- EXERCISE REQUIREMENTS
Answer these questions from the forum thread on touring below, one line each:
(a) Which city does the first poster wish the band had dates in?
(b) What did a drummer convince the Guest poster to try while on the road?
(c) What did the producer insist on finishing before the end of the day during recording?

- EXCERPT TO READ
**********

Congrats on the tour - you're living the dream! Keep us informed on how it goes.

Too bad you dont have any Ottawa dates. I'd love to see you guys live.


----------



## Guest (Feb 24, 2009)

Paul said:


> Eat healthy. It is easy to get into the habit of the daily burger, and that'll knock the life out of you quicker than you think.


Years ago a drummer in band I was on the road with convinced me to try going vegetarian on the road. Man, that was an eye opener. It really helped me get through the last few weeks in the van. You just don't feel so heavy and weighed down. I revert to my carnivore ways now at home, but to this day I still avoid the meat when traveling.


----------



## flashPUNK (Feb 16, 2006)

Last year when we were recording our disc - our producer pretty much insisted on finishing a 12 of Stella's before the end of the day - he didn't have to pay for it anyway....

I'm still trying to loose that weight! (the Steamrollers burrito's, and the Taco Del Mar)


----------



## flashPUNK (Feb 16, 2006)

bagpipe said:


> Congrats on the tour - you're living the dream! Keep us informed on how it goes.

**********

- DATASET RECORDS
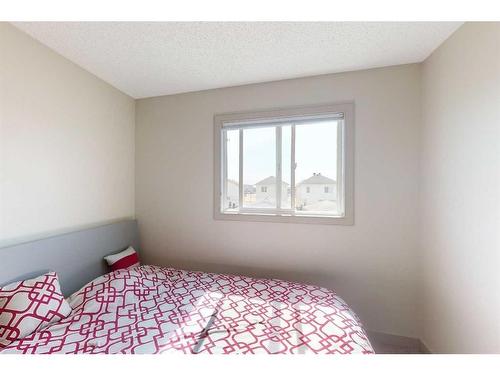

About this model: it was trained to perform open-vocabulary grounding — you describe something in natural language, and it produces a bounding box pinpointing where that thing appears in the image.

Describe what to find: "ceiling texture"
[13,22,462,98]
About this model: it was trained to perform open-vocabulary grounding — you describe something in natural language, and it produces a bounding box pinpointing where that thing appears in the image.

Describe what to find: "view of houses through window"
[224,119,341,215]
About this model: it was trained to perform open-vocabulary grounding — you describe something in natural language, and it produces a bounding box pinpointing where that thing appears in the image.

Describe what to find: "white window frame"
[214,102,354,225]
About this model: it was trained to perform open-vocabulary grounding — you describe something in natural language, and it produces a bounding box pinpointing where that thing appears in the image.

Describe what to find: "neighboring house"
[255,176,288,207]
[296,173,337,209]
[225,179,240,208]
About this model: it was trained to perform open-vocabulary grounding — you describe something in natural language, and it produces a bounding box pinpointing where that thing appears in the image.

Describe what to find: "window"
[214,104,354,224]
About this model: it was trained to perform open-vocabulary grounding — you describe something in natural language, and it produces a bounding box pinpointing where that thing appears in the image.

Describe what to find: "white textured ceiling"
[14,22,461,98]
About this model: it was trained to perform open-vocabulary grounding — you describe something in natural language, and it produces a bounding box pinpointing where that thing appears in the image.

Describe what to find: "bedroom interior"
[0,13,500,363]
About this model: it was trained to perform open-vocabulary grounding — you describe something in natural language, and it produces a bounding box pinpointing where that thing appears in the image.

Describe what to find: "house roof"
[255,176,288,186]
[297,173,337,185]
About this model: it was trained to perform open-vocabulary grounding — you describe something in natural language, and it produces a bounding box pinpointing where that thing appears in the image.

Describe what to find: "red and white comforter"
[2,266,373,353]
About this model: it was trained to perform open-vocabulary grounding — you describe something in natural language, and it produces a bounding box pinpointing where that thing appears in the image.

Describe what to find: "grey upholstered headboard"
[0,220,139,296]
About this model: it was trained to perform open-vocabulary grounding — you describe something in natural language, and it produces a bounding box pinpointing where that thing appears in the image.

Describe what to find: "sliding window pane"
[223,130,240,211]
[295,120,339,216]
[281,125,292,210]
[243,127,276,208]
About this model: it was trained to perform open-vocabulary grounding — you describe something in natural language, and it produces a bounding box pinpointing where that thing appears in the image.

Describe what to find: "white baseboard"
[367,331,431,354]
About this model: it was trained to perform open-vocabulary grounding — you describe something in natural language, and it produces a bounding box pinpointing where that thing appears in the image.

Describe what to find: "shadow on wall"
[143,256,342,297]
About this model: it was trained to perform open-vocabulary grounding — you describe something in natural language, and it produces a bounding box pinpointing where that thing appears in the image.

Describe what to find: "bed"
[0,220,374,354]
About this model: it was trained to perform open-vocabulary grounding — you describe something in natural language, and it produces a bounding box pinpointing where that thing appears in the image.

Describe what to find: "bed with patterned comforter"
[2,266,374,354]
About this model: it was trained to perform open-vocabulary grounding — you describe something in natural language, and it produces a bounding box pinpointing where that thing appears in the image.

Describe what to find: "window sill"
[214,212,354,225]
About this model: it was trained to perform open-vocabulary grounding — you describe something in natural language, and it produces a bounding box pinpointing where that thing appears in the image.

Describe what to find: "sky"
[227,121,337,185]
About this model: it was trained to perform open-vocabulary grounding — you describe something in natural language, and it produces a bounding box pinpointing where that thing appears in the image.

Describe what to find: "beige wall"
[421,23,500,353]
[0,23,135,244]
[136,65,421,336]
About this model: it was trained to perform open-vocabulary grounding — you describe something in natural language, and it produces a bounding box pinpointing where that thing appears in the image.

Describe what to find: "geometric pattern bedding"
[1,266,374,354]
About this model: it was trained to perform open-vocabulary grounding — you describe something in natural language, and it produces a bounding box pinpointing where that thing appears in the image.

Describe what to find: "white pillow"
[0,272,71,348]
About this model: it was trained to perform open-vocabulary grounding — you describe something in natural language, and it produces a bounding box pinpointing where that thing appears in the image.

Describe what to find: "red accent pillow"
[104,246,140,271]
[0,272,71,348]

**********

- EXERCISE RESPONSE
(a) Ottawa
(b) Going vegetarian
(c) A 12 of Stella's